> **Brief**
From the line containing "Check that every instance of the mottled" to the last line of the data below, copy everything exactly and nothing else; pictures stay out.

· · ·

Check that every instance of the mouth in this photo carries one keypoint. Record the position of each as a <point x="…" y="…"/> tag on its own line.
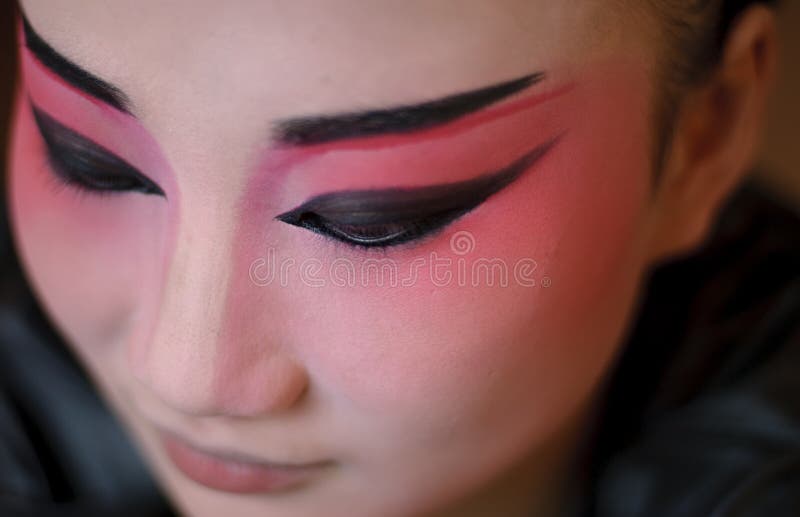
<point x="231" y="472"/>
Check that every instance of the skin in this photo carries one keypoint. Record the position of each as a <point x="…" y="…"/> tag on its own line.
<point x="431" y="399"/>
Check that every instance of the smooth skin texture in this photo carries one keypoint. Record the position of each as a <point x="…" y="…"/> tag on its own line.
<point x="433" y="398"/>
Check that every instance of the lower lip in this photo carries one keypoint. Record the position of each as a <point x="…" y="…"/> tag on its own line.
<point x="232" y="476"/>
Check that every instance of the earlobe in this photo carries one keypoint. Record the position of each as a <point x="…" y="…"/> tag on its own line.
<point x="716" y="137"/>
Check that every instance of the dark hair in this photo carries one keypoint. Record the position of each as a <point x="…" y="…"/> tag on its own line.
<point x="695" y="32"/>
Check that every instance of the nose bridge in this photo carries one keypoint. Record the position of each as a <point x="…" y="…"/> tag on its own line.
<point x="207" y="352"/>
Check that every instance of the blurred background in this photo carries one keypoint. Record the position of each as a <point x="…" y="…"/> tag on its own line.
<point x="779" y="163"/>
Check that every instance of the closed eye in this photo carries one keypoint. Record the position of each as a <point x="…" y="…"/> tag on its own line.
<point x="388" y="217"/>
<point x="80" y="163"/>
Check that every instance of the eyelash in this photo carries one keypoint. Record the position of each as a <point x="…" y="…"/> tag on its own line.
<point x="407" y="234"/>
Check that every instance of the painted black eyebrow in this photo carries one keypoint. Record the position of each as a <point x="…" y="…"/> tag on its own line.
<point x="312" y="130"/>
<point x="71" y="72"/>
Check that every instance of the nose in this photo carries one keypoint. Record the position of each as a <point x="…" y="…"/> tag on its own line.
<point x="203" y="343"/>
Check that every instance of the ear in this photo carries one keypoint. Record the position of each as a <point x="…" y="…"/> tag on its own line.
<point x="716" y="137"/>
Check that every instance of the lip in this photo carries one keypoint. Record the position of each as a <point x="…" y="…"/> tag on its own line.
<point x="229" y="472"/>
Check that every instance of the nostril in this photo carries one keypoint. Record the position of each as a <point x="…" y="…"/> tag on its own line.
<point x="276" y="383"/>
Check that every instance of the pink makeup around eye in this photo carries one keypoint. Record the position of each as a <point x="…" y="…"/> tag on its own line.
<point x="118" y="132"/>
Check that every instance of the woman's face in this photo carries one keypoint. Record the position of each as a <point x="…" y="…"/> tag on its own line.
<point x="434" y="340"/>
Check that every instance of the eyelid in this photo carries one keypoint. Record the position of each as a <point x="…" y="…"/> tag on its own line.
<point x="64" y="143"/>
<point x="387" y="205"/>
<point x="446" y="202"/>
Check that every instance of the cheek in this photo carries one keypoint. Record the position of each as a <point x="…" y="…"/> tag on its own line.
<point x="86" y="256"/>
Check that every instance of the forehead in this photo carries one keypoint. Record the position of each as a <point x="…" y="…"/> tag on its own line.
<point x="292" y="57"/>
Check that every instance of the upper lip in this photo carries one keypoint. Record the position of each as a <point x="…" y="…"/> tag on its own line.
<point x="231" y="455"/>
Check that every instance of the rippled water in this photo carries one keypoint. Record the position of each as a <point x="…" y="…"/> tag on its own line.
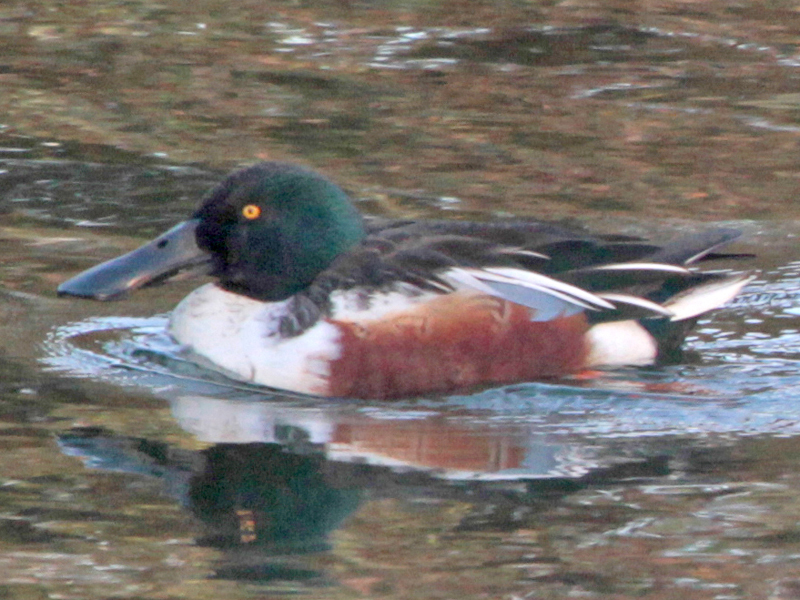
<point x="130" y="473"/>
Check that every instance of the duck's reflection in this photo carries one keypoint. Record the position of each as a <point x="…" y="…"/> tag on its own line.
<point x="278" y="479"/>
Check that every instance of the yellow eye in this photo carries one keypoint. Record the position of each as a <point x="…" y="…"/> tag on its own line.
<point x="251" y="211"/>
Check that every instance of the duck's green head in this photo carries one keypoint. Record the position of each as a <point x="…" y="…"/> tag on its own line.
<point x="272" y="228"/>
<point x="266" y="232"/>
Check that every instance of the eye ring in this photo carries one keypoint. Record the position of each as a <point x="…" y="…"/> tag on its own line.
<point x="251" y="212"/>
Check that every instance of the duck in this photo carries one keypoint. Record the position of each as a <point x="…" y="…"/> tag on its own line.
<point x="310" y="297"/>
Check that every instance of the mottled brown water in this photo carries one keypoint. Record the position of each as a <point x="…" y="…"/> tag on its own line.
<point x="128" y="474"/>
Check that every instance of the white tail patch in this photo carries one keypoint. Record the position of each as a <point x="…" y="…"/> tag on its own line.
<point x="620" y="343"/>
<point x="706" y="297"/>
<point x="643" y="303"/>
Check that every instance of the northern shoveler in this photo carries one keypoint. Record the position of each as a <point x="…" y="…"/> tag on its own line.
<point x="312" y="298"/>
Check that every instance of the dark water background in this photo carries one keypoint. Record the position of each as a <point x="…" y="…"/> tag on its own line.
<point x="127" y="475"/>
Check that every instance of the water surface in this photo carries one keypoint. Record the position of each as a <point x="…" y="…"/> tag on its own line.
<point x="129" y="473"/>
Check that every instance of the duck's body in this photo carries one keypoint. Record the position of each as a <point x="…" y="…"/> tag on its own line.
<point x="310" y="298"/>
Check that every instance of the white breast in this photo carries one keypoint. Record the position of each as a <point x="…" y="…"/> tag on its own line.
<point x="238" y="336"/>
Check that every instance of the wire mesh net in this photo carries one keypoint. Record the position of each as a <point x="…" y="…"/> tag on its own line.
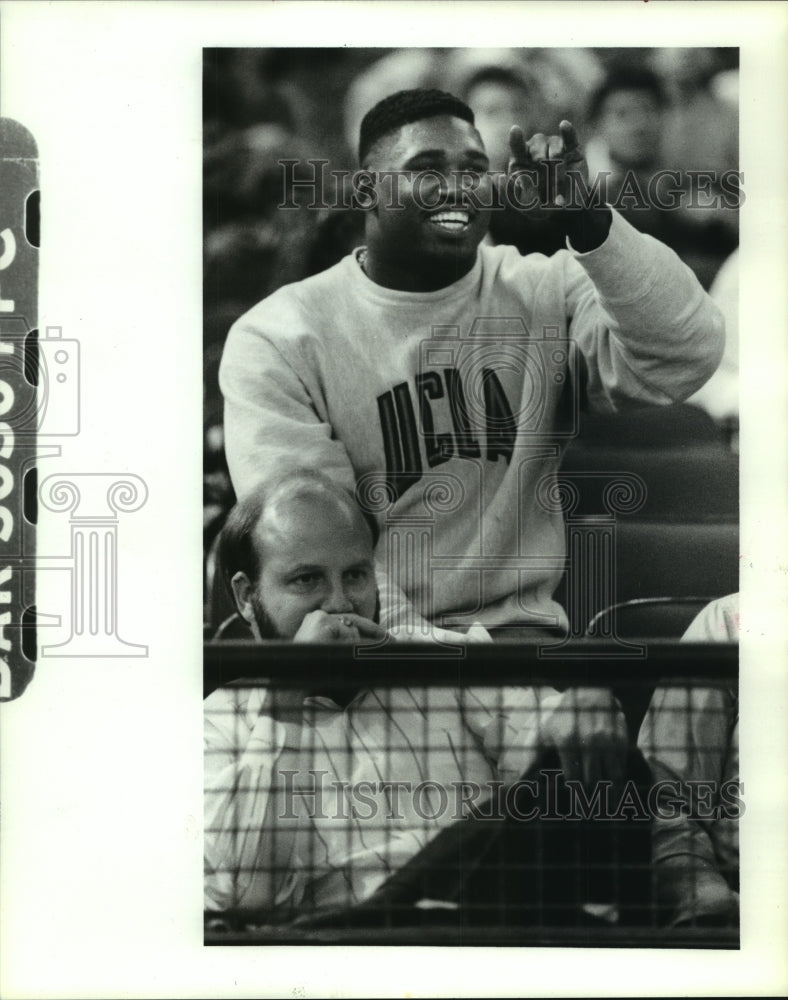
<point x="384" y="807"/>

· · ·

> **Answer to this exercise**
Check that every instance of the mottled brown water in this photo carries one keypoint. Record the position of each as a <point x="…" y="…"/> tag on its own line.
<point x="128" y="474"/>
Check that every instance of the white tail patch in this photo carries one keypoint. Record the position of each as a <point x="…" y="…"/> tag on its own line.
<point x="620" y="343"/>
<point x="706" y="297"/>
<point x="643" y="303"/>
Check that every instance of the northern shoveler in this photo carries one keypoint. Record the position of each as a <point x="…" y="…"/> tag on its own line.
<point x="312" y="298"/>
Check that every instance of the dark water background in this photo carries one keypoint. Record the position of each as a <point x="…" y="…"/> tag on its own line.
<point x="127" y="475"/>
Check that every instance of the water surface in this photo carries one keypoint. Record the position of each as a <point x="…" y="…"/> tag on its own line.
<point x="129" y="473"/>
Check that every instance of the duck's body in this photo carries one keypoint. Record the position of each as a <point x="…" y="…"/> tag on its own line.
<point x="310" y="298"/>
Check that every instance of the white breast in this photo carries one keypoint. Record the position of each as a <point x="…" y="…"/> tag on its own line.
<point x="238" y="336"/>
Check that every instance of the wire mesh net in this photo carries one keypoint. Record the position of each as a <point x="…" y="…"/> tag on its own line.
<point x="384" y="807"/>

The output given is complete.